Stored dataset items

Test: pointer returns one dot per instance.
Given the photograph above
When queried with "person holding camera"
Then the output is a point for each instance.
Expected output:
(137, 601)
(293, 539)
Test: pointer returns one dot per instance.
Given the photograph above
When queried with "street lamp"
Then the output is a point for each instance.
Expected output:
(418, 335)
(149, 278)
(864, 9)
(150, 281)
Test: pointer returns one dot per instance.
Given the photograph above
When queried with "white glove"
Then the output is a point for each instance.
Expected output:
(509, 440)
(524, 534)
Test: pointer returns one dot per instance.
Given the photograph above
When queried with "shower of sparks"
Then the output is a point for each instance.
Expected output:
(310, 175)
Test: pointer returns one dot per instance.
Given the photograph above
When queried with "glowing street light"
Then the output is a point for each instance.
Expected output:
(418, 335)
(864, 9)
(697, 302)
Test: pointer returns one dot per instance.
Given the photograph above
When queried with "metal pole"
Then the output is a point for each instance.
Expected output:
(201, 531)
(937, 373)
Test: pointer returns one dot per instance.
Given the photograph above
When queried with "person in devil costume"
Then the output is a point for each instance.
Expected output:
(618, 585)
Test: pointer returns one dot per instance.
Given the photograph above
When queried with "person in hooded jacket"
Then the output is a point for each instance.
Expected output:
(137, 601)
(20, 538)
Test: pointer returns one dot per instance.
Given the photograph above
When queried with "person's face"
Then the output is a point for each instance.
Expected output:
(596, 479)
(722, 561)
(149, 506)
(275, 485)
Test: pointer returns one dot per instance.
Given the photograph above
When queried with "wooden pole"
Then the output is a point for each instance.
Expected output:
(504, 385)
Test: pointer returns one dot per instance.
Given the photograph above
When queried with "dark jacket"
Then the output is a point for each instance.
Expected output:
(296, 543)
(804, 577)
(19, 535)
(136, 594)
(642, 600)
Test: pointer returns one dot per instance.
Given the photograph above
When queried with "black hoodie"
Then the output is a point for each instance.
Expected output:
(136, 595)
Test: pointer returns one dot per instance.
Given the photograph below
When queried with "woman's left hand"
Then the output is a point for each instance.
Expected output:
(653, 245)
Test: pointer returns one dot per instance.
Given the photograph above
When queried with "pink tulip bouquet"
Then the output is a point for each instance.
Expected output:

» **What you will do**
Extract all of the data above and output it character for character.

» **Solution**
Test: pointer returns one dot per instance.
Given the photograph above
When queried with "person holding camera"
Then the output is a point for each instance.
Expected output:
(137, 601)
(293, 539)
Test: pointer returns one dot per instance.
Given the photograph above
When queried with "street lamp"
Then the output is a point for each instance.
Expected output:
(418, 335)
(149, 278)
(864, 9)
(150, 281)
Test: pointer returns one dot per instance.
Given the photograph above
When queried with "white glove"
Then the output is a point for each instance.
Expected output:
(509, 440)
(524, 534)
Test: pointer returns one dot per instance.
Given the photograph above
When queried with "shower of sparks"
Then the output is a point for each instance.
Expected output:
(310, 175)
Test: pointer returns one dot per instance.
Given the photograph above
When queried with "glowing street light"
Then the output is a point for each instance.
Expected output:
(418, 335)
(864, 9)
(697, 302)
Test: pointer returns one dot per instance.
Given the photograph above
When queried with "metal pole"
Then the output is a point for each instance.
Expected output:
(201, 531)
(937, 373)
Test: pointer returns one dot per instance.
Given the photograph above
When queried with "person in devil costume"
Then the output is a point for each instance.
Expected output:
(618, 585)
Test: pointer returns one dot per instance.
Given the photograph above
When queried with "person in hooded jacket"
Then the output is a point for each instance.
Expected output:
(137, 601)
(20, 538)
Test: pointer returns one dot per instance.
Given the photograph above
When queried with "person's face"
Then the output is a point for each instance.
Expected output:
(596, 479)
(722, 561)
(149, 506)
(275, 485)
Test: pointer returns one dot per instance.
Given the photograph above
When queried with "wooden pole"
Then the output is a point for each instance.
Expected output:
(504, 385)
Test: pointer returns one dot per instance.
Given the photograph above
When queried with "dark jacket"
Then the output is a point for each instance.
Expected output:
(296, 543)
(804, 577)
(19, 535)
(136, 594)
(642, 600)
Test: pointer returns one dot per instance.
Given the photograph above
When queried with "black hoodie"
Then the output is a point for each instance.
Expected output:
(136, 595)
Test: pointer returns one dot per instance.
Given the photograph below
When queried with "woman's left hand"
Then the output is a point for each instance.
Expected output:
(653, 245)
Test: pointer returns one dot per instance.
Given the photograph above
When queried with "pink tulip bouquet"
Then the output is a point for each instance.
Expected output:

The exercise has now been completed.